*** Opening of The data ***

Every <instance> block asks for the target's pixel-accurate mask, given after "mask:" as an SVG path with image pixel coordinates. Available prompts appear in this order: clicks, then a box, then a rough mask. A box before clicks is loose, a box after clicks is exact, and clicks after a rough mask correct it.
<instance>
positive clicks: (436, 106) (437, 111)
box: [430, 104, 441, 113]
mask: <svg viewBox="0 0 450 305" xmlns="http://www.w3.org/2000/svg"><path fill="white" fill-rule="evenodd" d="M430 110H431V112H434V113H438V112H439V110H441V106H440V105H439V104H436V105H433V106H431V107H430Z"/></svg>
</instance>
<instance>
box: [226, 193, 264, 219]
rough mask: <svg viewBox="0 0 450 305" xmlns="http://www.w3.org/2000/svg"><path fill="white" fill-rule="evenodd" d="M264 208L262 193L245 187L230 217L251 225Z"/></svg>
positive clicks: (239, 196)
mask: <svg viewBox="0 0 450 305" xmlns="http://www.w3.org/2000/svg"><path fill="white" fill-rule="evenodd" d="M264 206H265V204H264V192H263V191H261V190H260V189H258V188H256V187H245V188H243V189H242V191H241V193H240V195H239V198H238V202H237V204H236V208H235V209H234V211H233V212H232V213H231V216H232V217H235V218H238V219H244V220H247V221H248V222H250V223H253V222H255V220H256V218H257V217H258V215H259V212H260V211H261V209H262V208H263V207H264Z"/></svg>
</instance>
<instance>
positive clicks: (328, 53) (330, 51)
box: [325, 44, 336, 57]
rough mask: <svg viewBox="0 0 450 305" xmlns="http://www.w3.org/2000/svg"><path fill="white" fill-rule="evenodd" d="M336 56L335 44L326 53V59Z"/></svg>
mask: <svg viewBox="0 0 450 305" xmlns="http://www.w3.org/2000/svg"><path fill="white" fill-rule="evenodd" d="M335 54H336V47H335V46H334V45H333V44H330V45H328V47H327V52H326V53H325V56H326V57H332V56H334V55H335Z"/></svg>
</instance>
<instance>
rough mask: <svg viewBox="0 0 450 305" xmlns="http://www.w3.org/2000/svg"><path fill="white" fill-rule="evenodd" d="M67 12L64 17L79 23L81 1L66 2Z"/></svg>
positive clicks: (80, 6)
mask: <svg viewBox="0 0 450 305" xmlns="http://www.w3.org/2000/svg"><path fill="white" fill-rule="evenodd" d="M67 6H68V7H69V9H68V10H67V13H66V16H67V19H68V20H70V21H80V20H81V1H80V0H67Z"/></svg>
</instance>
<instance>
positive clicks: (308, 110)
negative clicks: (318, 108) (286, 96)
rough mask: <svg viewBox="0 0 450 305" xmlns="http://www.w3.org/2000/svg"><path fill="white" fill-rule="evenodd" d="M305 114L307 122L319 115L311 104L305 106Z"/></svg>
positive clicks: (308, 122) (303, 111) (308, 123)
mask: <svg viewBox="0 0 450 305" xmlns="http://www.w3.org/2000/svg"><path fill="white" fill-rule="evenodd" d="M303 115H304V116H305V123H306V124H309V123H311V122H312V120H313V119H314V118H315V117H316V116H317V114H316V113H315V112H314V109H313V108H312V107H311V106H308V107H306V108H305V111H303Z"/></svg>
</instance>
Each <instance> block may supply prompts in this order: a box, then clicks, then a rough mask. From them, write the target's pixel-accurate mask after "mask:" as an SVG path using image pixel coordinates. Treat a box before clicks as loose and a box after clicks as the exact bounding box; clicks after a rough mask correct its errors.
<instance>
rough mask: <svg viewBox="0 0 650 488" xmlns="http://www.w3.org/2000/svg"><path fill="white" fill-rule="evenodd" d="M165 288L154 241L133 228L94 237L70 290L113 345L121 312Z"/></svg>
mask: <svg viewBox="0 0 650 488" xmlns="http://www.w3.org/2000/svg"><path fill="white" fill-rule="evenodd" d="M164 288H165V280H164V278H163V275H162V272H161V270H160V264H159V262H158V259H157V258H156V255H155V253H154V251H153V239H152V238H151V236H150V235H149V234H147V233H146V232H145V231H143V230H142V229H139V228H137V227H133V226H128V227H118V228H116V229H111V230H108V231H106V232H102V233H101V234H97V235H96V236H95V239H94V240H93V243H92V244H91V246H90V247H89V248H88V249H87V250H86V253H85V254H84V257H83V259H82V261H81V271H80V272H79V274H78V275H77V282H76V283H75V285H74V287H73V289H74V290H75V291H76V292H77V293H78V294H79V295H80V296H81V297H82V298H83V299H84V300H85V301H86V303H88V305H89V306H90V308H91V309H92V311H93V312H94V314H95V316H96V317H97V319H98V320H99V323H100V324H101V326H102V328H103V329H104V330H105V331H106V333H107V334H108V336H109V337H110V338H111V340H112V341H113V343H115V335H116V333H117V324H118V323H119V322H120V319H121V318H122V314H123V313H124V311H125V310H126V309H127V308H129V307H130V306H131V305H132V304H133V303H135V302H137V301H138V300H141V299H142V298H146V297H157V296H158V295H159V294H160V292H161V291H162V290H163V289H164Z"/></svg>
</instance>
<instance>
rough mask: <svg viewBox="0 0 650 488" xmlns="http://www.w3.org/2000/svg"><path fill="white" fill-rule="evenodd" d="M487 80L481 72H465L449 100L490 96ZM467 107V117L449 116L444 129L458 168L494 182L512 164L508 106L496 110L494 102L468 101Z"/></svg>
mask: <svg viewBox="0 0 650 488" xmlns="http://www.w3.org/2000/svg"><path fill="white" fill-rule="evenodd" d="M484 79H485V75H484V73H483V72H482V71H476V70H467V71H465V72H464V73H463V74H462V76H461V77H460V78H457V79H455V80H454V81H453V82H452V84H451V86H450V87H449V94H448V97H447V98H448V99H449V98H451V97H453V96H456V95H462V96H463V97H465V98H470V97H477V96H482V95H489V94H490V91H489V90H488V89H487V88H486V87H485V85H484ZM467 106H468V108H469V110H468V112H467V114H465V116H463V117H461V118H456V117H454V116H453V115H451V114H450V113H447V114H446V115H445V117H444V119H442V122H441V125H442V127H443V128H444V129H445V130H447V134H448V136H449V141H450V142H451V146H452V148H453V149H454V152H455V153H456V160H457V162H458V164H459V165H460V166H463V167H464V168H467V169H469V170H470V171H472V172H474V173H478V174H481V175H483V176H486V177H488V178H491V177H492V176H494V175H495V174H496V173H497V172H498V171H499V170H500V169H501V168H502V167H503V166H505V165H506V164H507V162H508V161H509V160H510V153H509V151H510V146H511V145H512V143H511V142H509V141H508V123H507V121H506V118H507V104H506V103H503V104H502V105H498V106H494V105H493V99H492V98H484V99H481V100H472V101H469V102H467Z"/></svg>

*** Close of The data ***
*** Opening of The data ***

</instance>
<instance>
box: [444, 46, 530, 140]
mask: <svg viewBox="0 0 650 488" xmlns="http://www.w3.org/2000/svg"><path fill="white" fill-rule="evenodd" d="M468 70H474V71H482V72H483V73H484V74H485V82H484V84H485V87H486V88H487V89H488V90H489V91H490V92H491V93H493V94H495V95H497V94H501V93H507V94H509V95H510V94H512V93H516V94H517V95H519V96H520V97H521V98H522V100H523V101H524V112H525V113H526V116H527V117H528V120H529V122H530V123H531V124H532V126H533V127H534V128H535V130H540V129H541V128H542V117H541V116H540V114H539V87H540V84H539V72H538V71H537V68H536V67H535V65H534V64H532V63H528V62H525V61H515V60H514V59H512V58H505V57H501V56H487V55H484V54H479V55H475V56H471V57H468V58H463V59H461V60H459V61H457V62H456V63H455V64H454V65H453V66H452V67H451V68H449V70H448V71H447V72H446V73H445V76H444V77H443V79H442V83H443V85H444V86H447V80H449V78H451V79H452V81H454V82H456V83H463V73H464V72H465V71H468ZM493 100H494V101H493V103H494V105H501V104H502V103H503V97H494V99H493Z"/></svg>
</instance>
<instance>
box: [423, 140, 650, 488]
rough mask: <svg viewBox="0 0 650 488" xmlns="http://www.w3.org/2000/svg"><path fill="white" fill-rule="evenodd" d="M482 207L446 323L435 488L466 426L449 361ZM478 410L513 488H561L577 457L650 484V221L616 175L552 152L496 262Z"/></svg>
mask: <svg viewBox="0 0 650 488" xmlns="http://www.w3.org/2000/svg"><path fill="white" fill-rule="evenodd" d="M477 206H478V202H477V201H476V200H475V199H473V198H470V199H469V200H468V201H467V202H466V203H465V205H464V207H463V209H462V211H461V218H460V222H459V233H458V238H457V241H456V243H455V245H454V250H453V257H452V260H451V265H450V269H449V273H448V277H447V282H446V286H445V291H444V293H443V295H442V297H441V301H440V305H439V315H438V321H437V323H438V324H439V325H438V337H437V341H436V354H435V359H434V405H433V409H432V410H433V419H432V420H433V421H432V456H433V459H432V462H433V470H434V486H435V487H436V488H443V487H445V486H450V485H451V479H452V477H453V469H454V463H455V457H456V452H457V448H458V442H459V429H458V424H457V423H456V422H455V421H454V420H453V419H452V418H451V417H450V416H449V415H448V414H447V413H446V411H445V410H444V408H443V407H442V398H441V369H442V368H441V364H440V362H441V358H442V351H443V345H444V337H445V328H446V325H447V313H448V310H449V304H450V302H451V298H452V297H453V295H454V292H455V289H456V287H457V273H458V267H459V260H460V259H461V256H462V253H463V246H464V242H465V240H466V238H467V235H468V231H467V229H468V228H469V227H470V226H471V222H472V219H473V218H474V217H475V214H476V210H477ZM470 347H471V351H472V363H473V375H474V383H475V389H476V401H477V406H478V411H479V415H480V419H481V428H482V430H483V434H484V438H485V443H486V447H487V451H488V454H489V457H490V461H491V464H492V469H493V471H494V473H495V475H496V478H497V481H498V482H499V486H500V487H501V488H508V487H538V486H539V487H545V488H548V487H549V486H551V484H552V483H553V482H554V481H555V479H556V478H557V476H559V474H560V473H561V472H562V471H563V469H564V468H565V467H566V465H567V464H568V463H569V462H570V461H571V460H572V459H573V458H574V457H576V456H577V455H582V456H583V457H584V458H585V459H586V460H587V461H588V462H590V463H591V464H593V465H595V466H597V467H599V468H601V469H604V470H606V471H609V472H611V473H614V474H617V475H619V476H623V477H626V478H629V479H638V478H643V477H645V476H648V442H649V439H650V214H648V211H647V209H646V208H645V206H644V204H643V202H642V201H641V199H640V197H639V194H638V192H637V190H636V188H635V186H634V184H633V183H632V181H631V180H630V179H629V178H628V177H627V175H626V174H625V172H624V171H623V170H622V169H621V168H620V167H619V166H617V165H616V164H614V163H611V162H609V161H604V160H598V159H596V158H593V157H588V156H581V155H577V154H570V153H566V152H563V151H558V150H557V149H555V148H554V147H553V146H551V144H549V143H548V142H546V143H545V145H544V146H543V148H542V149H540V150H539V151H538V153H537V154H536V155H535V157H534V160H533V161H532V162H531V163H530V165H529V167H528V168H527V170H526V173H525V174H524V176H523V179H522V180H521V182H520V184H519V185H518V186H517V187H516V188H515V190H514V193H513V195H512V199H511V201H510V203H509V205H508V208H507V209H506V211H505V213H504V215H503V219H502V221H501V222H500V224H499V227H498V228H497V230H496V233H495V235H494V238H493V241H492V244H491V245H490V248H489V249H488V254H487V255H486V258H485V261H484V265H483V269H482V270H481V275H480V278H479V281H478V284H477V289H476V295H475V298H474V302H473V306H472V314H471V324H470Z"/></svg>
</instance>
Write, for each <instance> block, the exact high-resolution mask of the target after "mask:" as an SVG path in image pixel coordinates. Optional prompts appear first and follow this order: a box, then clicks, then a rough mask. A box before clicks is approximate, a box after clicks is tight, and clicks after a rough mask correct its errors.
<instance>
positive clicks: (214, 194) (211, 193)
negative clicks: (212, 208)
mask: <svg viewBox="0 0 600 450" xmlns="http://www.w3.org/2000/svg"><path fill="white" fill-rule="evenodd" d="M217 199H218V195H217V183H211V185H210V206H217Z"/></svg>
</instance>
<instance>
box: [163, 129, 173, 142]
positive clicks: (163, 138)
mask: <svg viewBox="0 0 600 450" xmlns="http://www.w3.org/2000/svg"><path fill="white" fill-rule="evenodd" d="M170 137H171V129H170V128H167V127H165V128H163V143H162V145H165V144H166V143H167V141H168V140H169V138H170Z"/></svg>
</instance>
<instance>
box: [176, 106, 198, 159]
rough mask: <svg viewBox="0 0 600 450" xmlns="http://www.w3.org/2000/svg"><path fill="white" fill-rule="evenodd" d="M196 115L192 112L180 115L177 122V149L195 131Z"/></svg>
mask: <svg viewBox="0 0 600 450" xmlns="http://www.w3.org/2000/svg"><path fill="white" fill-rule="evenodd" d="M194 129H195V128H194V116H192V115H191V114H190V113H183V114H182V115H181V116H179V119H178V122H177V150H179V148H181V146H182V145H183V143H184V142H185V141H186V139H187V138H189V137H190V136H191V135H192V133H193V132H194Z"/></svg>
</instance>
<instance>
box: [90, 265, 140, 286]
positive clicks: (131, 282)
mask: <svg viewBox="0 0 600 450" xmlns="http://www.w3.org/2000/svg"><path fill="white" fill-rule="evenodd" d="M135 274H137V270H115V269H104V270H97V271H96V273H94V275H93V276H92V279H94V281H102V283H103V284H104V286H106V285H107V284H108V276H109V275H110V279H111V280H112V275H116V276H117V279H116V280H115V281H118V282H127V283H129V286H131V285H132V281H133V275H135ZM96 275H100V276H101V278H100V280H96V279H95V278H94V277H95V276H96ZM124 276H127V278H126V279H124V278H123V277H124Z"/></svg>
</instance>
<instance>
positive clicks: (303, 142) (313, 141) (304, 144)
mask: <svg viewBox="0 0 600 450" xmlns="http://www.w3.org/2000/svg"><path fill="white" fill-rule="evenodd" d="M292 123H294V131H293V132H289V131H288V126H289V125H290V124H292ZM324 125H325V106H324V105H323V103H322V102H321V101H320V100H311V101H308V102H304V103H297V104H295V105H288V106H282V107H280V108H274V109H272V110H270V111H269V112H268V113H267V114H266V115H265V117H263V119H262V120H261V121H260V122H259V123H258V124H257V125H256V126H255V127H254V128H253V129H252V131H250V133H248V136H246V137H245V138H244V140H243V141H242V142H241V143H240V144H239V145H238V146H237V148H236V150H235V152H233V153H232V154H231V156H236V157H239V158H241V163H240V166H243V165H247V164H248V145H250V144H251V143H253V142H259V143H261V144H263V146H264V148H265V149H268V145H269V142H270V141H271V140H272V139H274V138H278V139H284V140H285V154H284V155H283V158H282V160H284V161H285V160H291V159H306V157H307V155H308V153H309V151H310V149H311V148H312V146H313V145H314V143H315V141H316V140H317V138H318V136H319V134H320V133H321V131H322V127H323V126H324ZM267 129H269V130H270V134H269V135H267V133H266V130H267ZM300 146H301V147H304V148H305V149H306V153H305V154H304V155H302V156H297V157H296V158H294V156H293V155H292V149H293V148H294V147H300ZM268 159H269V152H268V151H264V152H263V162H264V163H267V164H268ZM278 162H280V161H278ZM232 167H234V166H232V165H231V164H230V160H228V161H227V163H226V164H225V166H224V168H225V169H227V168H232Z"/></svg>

*** Close of The data ***

Count the lines in the rows above that contain the string "negative", matching case exactly. Reply with the number alone.

▶ Exercise answer:
2